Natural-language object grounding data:
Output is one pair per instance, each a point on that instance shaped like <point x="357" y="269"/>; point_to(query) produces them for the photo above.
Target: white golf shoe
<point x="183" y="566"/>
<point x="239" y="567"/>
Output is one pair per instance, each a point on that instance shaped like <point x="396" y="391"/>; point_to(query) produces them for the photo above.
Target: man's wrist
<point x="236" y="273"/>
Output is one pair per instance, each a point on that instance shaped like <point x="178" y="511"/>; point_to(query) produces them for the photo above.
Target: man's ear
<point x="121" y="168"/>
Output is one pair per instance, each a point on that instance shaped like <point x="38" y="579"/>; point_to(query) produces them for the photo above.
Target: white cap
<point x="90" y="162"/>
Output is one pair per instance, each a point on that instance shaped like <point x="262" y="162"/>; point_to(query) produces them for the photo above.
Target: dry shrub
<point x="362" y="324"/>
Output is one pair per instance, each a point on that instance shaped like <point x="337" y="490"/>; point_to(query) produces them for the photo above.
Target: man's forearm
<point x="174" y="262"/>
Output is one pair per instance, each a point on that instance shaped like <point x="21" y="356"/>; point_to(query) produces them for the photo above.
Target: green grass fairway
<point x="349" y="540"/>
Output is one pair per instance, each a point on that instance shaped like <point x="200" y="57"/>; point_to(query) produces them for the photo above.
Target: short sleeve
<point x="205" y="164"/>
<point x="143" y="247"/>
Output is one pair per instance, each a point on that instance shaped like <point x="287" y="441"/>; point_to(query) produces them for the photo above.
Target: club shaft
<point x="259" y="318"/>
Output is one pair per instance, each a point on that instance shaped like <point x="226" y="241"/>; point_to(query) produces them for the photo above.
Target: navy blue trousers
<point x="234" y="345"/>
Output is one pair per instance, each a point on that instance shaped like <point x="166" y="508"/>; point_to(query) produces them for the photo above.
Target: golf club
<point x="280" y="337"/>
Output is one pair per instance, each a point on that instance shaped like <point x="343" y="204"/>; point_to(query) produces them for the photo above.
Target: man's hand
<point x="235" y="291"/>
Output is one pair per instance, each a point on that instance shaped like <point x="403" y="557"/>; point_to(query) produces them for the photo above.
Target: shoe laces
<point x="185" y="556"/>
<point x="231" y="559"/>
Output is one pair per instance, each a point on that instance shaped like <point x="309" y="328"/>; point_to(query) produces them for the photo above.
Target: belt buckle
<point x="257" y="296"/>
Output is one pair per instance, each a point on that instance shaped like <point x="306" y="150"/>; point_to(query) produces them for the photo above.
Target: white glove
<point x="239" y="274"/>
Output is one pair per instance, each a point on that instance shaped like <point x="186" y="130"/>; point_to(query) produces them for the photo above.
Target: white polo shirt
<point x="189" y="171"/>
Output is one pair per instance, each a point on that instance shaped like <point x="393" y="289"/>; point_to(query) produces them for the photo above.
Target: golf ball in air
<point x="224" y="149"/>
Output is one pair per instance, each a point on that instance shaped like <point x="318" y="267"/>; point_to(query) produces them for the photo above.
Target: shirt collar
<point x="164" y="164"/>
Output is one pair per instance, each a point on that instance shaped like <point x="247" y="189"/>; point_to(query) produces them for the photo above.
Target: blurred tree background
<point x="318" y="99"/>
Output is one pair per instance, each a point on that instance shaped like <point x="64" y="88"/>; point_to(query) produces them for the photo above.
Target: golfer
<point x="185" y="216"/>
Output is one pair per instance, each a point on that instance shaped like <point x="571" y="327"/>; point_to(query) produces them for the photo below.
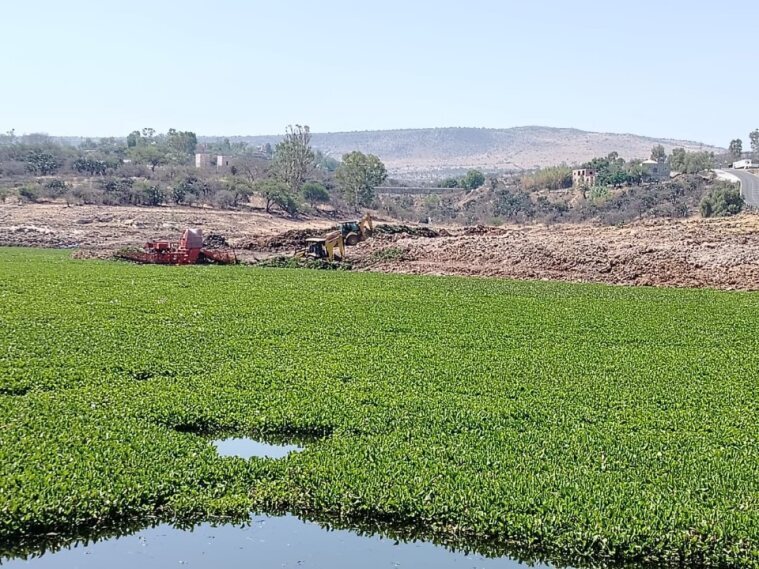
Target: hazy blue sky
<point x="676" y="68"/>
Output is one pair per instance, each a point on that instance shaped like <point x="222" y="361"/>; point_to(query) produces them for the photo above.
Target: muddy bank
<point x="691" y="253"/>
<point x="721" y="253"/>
...
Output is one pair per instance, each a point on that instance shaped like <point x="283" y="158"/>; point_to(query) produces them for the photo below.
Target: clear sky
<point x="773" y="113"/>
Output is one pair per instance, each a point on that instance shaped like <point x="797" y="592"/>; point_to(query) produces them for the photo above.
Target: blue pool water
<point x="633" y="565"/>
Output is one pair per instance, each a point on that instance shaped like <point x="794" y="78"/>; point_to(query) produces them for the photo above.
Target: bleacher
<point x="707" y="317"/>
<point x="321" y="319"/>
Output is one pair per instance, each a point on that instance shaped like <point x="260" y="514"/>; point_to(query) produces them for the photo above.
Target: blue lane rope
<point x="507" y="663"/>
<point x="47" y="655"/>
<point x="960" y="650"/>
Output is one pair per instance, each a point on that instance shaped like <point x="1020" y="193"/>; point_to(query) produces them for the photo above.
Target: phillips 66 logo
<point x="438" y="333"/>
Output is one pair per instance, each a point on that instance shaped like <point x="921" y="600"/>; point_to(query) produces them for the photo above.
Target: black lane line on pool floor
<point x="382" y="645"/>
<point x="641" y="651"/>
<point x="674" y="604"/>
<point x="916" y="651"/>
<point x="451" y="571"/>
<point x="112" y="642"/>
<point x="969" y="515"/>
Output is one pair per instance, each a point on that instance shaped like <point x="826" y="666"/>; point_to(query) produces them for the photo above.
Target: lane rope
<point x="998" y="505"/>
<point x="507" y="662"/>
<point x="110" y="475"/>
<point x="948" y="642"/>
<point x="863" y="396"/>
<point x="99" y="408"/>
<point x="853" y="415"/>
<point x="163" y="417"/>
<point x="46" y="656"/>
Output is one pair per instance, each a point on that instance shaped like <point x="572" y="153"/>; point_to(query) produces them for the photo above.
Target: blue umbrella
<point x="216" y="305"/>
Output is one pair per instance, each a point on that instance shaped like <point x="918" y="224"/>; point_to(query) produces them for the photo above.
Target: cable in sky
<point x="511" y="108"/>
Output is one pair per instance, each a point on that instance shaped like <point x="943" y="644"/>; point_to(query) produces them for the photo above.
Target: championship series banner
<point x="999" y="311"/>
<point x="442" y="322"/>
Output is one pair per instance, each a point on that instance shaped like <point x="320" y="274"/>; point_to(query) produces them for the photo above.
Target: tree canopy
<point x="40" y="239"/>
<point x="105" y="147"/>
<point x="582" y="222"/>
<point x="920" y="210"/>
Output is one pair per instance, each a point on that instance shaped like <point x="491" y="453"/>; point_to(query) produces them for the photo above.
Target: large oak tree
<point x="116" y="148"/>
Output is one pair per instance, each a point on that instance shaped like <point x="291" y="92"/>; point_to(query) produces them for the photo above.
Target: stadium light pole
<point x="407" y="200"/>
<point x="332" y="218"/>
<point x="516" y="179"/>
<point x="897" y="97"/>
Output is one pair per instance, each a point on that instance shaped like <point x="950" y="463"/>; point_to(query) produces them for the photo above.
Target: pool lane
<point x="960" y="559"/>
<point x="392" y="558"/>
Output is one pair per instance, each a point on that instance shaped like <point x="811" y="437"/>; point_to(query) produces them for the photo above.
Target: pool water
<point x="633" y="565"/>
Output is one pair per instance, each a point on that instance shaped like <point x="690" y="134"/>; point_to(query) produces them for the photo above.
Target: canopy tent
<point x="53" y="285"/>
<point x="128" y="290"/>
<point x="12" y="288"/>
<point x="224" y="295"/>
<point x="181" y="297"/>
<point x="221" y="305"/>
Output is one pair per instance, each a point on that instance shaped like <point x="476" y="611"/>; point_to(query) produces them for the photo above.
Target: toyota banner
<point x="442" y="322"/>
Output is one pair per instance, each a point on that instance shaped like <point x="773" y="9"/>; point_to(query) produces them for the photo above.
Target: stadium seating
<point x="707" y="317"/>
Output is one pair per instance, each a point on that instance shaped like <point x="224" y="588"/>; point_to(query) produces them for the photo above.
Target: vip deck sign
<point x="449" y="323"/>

▶ **Exercise directions**:
Filter the records for the string "below" and copy every line that holds it.

▶ **Output of the task**:
Output is one pair per instance, each a point on that instance shaped like <point x="571" y="327"/>; point_to(query) produces them for the photo below.
Output is one pair per instance, each a point on that instance shaped like <point x="283" y="158"/>; point_to(query) produces them for the photo below.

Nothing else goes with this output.